## DOCUMENT
** START **
Current developments in the fields of GeoAI and machine learning provide opportunities to examine urban networks at an unprecedented scale58. Although such computational methods allow us to make sense of a fast emerging urban data landscape, they also implicitly influence our perceptions and thought processes of the city59. In this regard, it is important to realise that optimization might not be a universal/sustainable goal across urban systems. For instance, cities planners often have to recognise and make seemingly ‘non-optimal’ decisions to ensure that planning is carried out in an equitable, inclusive, and collaborative manner. A notable example is Bogotá, the first city in South America to address needs related to care work with its innovative ‘Block of Care’ framework, which targets support and development for systematically marginalised women caregivers. Urbanity supports such use cases by allowing planners to pinpoint optimal care block locations with high proportion of women and children across neighbourhoods. Data on streetscapes, like greenery and visual information, can also be used to evaluate traffic safety around care blocks. To promote equitable and sustainable planning, the integration of machine learning should be both transparent, explainable, and accountable to all stakeholders. Ideally, this involves crafting a clear implementation technology adoption roadmap that outlines specific goals, trade-offs, model biases, and the extent of stakeholder involvement. We must stay vigilant against criticisms of technological determinism; computational methods, in the quest for efficiency, should neither undermine established good planning practices such as participatory and communicative elements nor override traditional planning wisdom. Domain knowledge and theory play a fundamental role in safeguarding against model predictive biases. The inclusion of these critical aspects facilitates a more nuanced urban analysis, aligning with the broader, emancipatory goals of urban planning.
** END **
## MATERIAL PROVIDED
** START **
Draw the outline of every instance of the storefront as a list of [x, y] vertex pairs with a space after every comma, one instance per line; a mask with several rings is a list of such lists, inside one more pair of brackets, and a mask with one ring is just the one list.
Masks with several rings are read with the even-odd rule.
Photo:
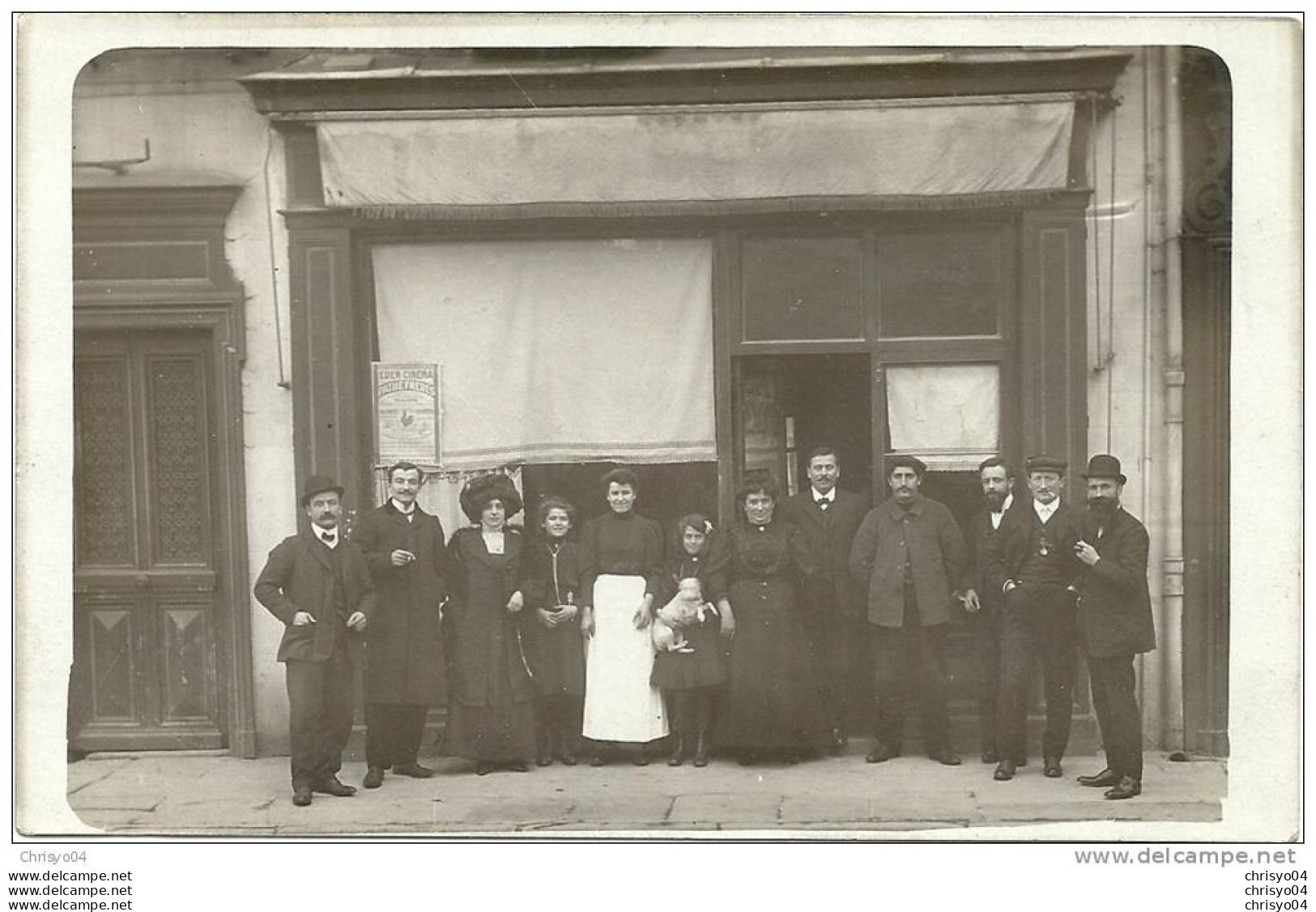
** END **
## EXERCISE PROMPT
In the passage on machine learning in urban planning, what should a technology adoption roadmap outline?

## THE OUTPUT
Specific goals, trade-offs, model biases, and the extent of stakeholder involvement.